▸ PROVIDED RECORDS
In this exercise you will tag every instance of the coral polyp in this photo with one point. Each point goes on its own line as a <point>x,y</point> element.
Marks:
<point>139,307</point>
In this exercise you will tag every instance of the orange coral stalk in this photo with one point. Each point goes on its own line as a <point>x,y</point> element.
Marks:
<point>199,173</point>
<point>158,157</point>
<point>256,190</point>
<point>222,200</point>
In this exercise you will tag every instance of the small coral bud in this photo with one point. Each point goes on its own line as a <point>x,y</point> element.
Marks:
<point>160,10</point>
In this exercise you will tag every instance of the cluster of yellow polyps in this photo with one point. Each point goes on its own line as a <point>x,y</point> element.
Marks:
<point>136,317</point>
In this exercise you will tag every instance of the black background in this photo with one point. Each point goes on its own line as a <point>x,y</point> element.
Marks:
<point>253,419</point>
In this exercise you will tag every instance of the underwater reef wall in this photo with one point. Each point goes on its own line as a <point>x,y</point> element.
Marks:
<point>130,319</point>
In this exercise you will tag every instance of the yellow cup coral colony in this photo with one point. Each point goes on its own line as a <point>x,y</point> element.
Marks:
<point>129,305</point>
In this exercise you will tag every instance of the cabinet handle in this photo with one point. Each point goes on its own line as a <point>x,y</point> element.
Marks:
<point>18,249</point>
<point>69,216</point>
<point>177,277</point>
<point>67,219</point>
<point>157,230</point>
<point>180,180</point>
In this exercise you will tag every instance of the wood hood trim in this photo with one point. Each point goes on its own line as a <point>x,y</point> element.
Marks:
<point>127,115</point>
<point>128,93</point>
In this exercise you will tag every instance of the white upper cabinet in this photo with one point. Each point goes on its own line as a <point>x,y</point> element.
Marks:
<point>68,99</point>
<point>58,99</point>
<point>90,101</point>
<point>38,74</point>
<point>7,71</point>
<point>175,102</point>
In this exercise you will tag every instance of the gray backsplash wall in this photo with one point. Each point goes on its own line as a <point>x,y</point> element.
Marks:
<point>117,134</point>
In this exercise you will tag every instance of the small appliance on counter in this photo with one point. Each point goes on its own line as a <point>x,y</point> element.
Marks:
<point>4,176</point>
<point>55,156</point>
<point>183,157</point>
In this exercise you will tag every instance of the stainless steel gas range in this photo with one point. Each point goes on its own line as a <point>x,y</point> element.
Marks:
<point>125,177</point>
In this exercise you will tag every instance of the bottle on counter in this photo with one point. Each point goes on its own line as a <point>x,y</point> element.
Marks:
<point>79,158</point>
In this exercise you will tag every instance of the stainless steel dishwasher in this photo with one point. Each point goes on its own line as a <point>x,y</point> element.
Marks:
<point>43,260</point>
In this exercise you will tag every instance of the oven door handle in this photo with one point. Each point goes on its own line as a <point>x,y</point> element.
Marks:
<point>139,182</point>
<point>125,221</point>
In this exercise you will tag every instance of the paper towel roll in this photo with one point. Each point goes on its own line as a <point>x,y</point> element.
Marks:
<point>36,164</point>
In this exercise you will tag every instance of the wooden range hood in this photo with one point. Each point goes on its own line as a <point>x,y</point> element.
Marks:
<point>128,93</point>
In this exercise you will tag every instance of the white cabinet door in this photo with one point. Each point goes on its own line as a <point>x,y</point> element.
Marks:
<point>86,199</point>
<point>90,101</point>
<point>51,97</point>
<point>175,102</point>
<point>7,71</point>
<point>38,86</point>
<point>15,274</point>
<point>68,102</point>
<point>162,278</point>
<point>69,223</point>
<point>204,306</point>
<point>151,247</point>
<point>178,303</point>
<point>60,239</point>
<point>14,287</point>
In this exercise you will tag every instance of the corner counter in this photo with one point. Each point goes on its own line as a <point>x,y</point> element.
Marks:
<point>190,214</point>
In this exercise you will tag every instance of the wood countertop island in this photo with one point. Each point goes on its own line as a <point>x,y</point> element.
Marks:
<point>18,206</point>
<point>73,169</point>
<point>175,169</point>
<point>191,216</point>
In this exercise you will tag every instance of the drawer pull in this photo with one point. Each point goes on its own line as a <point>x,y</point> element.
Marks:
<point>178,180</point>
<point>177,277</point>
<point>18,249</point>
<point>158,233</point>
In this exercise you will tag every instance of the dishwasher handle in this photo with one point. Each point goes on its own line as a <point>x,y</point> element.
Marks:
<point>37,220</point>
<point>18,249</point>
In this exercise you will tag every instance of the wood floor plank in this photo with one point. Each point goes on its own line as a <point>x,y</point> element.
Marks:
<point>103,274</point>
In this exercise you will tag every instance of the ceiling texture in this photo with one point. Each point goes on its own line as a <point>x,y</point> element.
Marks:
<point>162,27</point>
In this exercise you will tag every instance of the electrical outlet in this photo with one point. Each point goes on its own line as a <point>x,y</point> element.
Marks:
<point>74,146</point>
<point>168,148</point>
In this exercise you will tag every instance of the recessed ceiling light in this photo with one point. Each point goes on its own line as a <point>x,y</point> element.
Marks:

▸ PROBLEM REQUIREMENTS
Rewrite all the lines above as a Markdown table with the columns "Row" and "Line", one numbered row per line, leaving out any blank lines.

▸ REPLY
| Row | Line |
|---|---|
| 1 | In this exercise you will tag every instance of the coral polyp in this photo with one point. Each point goes on its own line as a <point>x,y</point> element. |
| 2 | Marks: |
| 3 | <point>139,307</point> |
| 4 | In this exercise you will tag every instance of the orange coral stalk in this photo with one point. Each point goes on its own line as a <point>x,y</point> element. |
| 5 | Marks: |
| 6 | <point>199,173</point> |
| 7 | <point>158,157</point> |
| 8 | <point>256,190</point> |
| 9 | <point>222,200</point> |
| 10 | In this exercise you will tag every instance of the small coral bud in this photo with one point. Each point goes on its own line as a <point>x,y</point> element. |
| 11 | Marks: |
| 12 | <point>160,10</point> |
| 13 | In this exercise you will tag every instance of the cluster of yellow polyps in this photo with one point. Each point goes on its own line as a <point>x,y</point> element. |
| 14 | Marks: |
| 15 | <point>136,317</point> |
| 16 | In this exercise you will tag every instance of the black background in this photo with one point. Each point goes on its own line as a <point>x,y</point> element. |
| 17 | Marks: |
| 18 | <point>253,419</point> |
| 19 | In this exercise you will tag every instance of the underwater reef wall in this photo with one point. Each point goes on its own line as a <point>x,y</point> element. |
| 20 | Marks: |
| 21 | <point>130,319</point> |
| 22 | In this exercise you will tag every instance of the yellow cup coral colony in this photo with one point. Each point goes on its own line as a <point>x,y</point> element. |
| 23 | Marks: |
| 24 | <point>129,305</point> |
| 25 | In this exercise you will tag every instance of the cabinet handle in this photo with one point. Each point goes on its own line as a <point>x,y</point> element. |
| 26 | Marks: |
| 27 | <point>18,249</point> |
| 28 | <point>69,216</point> |
| 29 | <point>177,277</point> |
| 30 | <point>67,219</point> |
| 31 | <point>157,230</point> |
| 32 | <point>180,180</point> |
| 33 | In this exercise you will tag every instance of the wood hood trim in this photo with one point. Each point goes on its own line as a <point>x,y</point> element. |
| 34 | Marks: |
| 35 | <point>127,115</point> |
| 36 | <point>128,93</point> |
| 37 | In this exercise you will tag every instance of the white upper cabinet in this photo with one point. Each point goes on its own line as a <point>x,y</point> element. |
| 38 | Marks: |
| 39 | <point>68,99</point> |
| 40 | <point>58,99</point> |
| 41 | <point>90,101</point> |
| 42 | <point>38,74</point> |
| 43 | <point>7,71</point> |
| 44 | <point>175,102</point> |
| 45 | In this exercise you will tag every instance of the gray backsplash wall in this photo with one point. Each point goes on its own line as a <point>x,y</point> element. |
| 46 | Marks: |
| 47 | <point>117,134</point> |
| 48 | In this exercise you will tag every instance of the small appliance on counter in this photo with one point. Each point goes on its own line as a <point>x,y</point> element. |
| 49 | Marks: |
| 50 | <point>4,176</point> |
| 51 | <point>55,156</point> |
| 52 | <point>183,157</point> |
| 53 | In this exercise you will tag every instance of the stainless steel gas range in this photo with one point. Each point goes on its own line as a <point>x,y</point> element. |
| 54 | Marks: |
| 55 | <point>125,177</point> |
| 56 | In this exercise you will tag every instance of the bottle on counter in this photo with one point. Each point goes on its own line as a <point>x,y</point> element. |
| 57 | Marks: |
| 58 | <point>79,158</point> |
| 59 | In this exercise you will tag every instance of the stainless steel dishwasher in this photo with one point. Each point goes on its own line as a <point>x,y</point> element. |
| 60 | Marks: |
| 61 | <point>43,260</point> |
| 62 | In this exercise you will tag every instance of the oven door handle in this photo with one point. Each point goes on its own line as a <point>x,y</point> element. |
| 63 | Marks: |
| 64 | <point>139,182</point> |
| 65 | <point>125,221</point> |
| 66 | In this exercise you will tag every instance of the paper towel roll in this photo with one point. Each point goes on its own line as a <point>x,y</point> element. |
| 67 | Marks: |
| 68 | <point>36,164</point> |
| 69 | In this exercise you will tag every instance of the wooden range hood in this photo with one point. Each point goes on its own line as a <point>x,y</point> element. |
| 70 | Marks: |
| 71 | <point>128,93</point> |
| 72 | In this exercise you will tag every instance of the white cabinet door in this photo with one point. Each point goes on its own line as a <point>x,y</point> element. |
| 73 | Marks: |
| 74 | <point>86,199</point> |
| 75 | <point>90,101</point> |
| 76 | <point>51,97</point> |
| 77 | <point>175,102</point> |
| 78 | <point>7,71</point> |
| 79 | <point>38,86</point> |
| 80 | <point>15,274</point> |
| 81 | <point>68,102</point> |
| 82 | <point>162,278</point> |
| 83 | <point>69,223</point> |
| 84 | <point>204,306</point> |
| 85 | <point>151,247</point> |
| 86 | <point>178,303</point> |
| 87 | <point>60,239</point> |
| 88 | <point>14,287</point> |
| 89 | In this exercise you will tag every instance of the corner counter in this photo with one point. Each point goes on its own line as a <point>x,y</point> element. |
| 90 | Marks: |
| 91 | <point>190,214</point> |
| 92 | In this exercise you will tag every instance of the wood countertop island in this photo with one point. Each point goes on its own line as a <point>x,y</point> element. |
| 93 | Marks: |
| 94 | <point>18,206</point> |
| 95 | <point>73,169</point> |
| 96 | <point>175,169</point> |
| 97 | <point>191,216</point> |
| 98 | In this exercise you will tag every instance of the drawer pull in this photo with one point. Each point goes on its own line as a <point>x,y</point> element. |
| 99 | Marks: |
| 100 | <point>178,180</point> |
| 101 | <point>177,277</point> |
| 102 | <point>18,249</point> |
| 103 | <point>158,233</point> |
| 104 | In this exercise you will tag every instance of the dishwasher handle in this photo with one point. Each point goes on its own line as a <point>x,y</point> element. |
| 105 | Marks: |
| 106 | <point>37,220</point> |
| 107 | <point>18,249</point> |
| 108 | In this exercise you will tag every instance of the wood floor plank in this photo with one point. Each point goes on its own line as a <point>x,y</point> element. |
| 109 | Marks: |
| 110 | <point>103,274</point> |
| 111 | In this exercise you will tag every instance of the ceiling texture in this photo with one point. Each point goes on its own line as a <point>x,y</point> element. |
| 112 | Marks: |
| 113 | <point>162,27</point> |
| 114 | In this exercise you will tag every instance of the electrical outlet in this photo with one point. Each point goes on its own line as a <point>x,y</point> element. |
| 115 | Marks: |
| 116 | <point>74,146</point> |
| 117 | <point>168,148</point> |
| 118 | In this exercise you will tag every instance of the recessed ceiling light in this photo with one point. Each point goes on its own line as a <point>x,y</point> element. |
| 119 | Marks: |